Render the records below as a numbered list, from the line with "Mark every instance of the paved" to the line with "[(147, 48)]", omitting blank lines and leaving out the pictures.

··· Rows

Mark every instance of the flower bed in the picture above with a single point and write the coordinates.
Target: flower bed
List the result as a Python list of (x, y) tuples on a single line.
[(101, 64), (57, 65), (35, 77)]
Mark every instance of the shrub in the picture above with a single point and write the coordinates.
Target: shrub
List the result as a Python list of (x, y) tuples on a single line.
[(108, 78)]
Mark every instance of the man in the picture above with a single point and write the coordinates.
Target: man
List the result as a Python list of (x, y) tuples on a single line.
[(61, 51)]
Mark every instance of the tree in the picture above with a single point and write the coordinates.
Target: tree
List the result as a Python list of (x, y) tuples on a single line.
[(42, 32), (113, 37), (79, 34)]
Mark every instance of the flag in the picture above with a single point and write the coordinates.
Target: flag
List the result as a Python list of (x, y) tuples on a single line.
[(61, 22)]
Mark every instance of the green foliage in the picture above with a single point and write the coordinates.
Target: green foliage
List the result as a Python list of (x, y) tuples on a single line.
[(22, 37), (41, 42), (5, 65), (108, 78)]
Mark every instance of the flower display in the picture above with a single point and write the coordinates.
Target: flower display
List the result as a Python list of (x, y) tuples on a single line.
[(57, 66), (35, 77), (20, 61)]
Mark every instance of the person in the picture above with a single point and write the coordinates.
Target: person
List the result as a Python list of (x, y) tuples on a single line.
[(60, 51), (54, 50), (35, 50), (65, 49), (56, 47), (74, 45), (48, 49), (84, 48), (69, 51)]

······
··· Rows

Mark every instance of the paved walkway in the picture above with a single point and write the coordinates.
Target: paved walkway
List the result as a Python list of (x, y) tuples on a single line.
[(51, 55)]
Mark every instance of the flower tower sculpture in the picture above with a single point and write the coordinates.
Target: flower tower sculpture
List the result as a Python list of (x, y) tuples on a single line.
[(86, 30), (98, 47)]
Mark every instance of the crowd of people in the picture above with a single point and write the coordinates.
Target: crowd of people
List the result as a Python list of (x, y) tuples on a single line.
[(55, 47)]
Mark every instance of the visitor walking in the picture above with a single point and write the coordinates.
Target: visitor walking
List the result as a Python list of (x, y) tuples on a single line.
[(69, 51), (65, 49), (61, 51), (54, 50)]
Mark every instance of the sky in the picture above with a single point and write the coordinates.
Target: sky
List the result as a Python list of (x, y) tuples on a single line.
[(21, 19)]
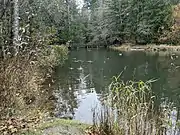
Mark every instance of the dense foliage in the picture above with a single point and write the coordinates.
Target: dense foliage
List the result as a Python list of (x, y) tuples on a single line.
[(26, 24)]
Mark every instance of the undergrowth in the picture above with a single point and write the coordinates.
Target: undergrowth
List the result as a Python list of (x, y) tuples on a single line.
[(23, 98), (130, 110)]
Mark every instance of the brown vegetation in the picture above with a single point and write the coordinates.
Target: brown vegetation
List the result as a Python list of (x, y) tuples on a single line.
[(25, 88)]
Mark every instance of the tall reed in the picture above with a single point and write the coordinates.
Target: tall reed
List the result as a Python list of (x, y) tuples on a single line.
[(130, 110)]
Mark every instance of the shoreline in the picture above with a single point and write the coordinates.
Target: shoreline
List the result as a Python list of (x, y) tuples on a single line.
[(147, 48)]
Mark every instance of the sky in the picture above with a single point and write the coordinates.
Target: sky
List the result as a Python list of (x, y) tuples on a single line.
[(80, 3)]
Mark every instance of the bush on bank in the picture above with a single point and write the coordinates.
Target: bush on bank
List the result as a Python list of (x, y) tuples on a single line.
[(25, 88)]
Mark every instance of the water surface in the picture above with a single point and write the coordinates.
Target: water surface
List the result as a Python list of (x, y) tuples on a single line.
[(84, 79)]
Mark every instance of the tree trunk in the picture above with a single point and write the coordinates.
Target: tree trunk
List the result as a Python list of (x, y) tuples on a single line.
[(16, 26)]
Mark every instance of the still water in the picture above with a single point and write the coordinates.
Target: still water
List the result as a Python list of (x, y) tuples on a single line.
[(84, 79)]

······

> _Completed task_:
1. Mark every instance of the paved walkway in the picture above with a single point and write the coordinates.
2. Target: paved walkway
3. List the result as a Python list of (x, y) tuples on a single line.
4. [(51, 55)]
5. Mark every instance of the flower tower sculpture in the picture above with a single point and write the coordinates.
6. Target: flower tower sculpture
7. List the result as a Python list of (x, y) tuples on a single line.
8. [(86, 30), (98, 47)]
9. Mark every instance of the crowd of people in the picture above with a single point and write the coordinates.
10. Target: crowd of people
11. List the result as a Python list of (x, y) tuples on a single line.
12. [(55, 47)]
13. Mark every instance of the visitor walking in the picture above with a single point and write the coordinates.
14. Target: visitor walking
15. List the result as a Python list of (x, y) tuples on a single line.
16. [(69, 51), (65, 49), (61, 51), (54, 50)]
17. Mark every instance of the sky in the picture above with a single point and write the coordinates.
18. Target: sky
19. List the result as a Python list of (x, y) tuples on a single line.
20. [(21, 19)]
21. Mark every instance of the dense foliage in the picture above with a single point and write the coordinates.
22. Target: dense foliage
23. List the result as a Python list of (x, y) tuples on a single line.
24. [(26, 24)]
25. Mark every instance of the undergrowth in the picture above with a single point and write the coordinates.
26. Target: undergrowth
27. List the result as a Python list of (x, y) tuples on a single line.
28. [(23, 98), (130, 110)]
29. Mark every instance of the brown vegetation in the picture above with a single point and write the coordinates.
30. Target: brown vegetation
31. List the result as a Python list of (x, y) tuples on a single line.
32. [(25, 88)]
33. Mark every instance of the tall reed in the picture above with a single point and write the coordinates.
34. Target: tall reed
35. List the result as a Python list of (x, y) tuples on a single line.
36. [(130, 110)]
37. Mark every instance of the shoreline in the picture above with a single point and write the coordinates.
38. Target: shoreline
39. List the result as a Python list of (x, y) tuples on a single line.
40. [(147, 48)]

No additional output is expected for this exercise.